• **SET PROBLEM**
Print the material exactly as it stands, from its first line down through the line containing "column 566, row 456".
+ + + +
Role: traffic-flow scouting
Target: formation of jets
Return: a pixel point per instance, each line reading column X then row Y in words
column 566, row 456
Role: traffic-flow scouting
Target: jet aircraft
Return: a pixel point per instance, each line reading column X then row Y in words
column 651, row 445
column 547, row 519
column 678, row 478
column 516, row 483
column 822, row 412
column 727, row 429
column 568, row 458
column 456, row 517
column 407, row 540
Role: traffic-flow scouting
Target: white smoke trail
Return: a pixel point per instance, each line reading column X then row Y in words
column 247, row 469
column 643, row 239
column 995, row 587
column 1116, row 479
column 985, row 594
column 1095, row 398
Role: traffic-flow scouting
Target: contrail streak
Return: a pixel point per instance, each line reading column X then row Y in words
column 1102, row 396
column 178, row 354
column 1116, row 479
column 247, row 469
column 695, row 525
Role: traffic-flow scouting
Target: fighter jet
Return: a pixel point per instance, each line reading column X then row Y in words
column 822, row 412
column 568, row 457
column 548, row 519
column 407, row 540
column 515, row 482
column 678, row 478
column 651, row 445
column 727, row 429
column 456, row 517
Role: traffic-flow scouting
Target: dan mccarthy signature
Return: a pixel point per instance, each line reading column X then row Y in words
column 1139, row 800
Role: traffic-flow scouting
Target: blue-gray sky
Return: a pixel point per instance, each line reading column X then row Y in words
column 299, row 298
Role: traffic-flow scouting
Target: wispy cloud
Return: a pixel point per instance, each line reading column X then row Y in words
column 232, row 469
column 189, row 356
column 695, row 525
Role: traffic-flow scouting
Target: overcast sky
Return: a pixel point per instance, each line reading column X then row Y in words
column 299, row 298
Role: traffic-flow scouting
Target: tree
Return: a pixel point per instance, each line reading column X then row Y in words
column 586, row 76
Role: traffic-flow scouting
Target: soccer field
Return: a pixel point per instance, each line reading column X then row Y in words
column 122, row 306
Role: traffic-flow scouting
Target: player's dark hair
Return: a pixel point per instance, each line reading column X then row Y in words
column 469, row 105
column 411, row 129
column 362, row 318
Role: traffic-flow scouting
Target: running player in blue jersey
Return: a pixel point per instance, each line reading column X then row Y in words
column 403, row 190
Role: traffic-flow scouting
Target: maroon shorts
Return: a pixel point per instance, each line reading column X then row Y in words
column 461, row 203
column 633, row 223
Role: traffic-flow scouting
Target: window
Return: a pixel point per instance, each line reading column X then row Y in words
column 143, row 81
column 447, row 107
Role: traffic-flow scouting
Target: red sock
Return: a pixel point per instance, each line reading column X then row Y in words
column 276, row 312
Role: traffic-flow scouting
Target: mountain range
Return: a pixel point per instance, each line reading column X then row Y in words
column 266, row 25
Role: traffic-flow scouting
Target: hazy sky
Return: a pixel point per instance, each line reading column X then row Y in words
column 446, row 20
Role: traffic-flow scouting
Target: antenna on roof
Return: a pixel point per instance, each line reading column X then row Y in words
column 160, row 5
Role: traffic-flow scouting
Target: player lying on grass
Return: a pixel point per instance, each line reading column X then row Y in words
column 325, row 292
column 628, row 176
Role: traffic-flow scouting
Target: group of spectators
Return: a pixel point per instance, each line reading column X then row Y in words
+ + + +
• **WRITTEN RESPONSE**
Role: traffic-flow scouting
Target: formation of jets
Return: a pixel point per instance, each line reading column X then row Y in words
column 566, row 456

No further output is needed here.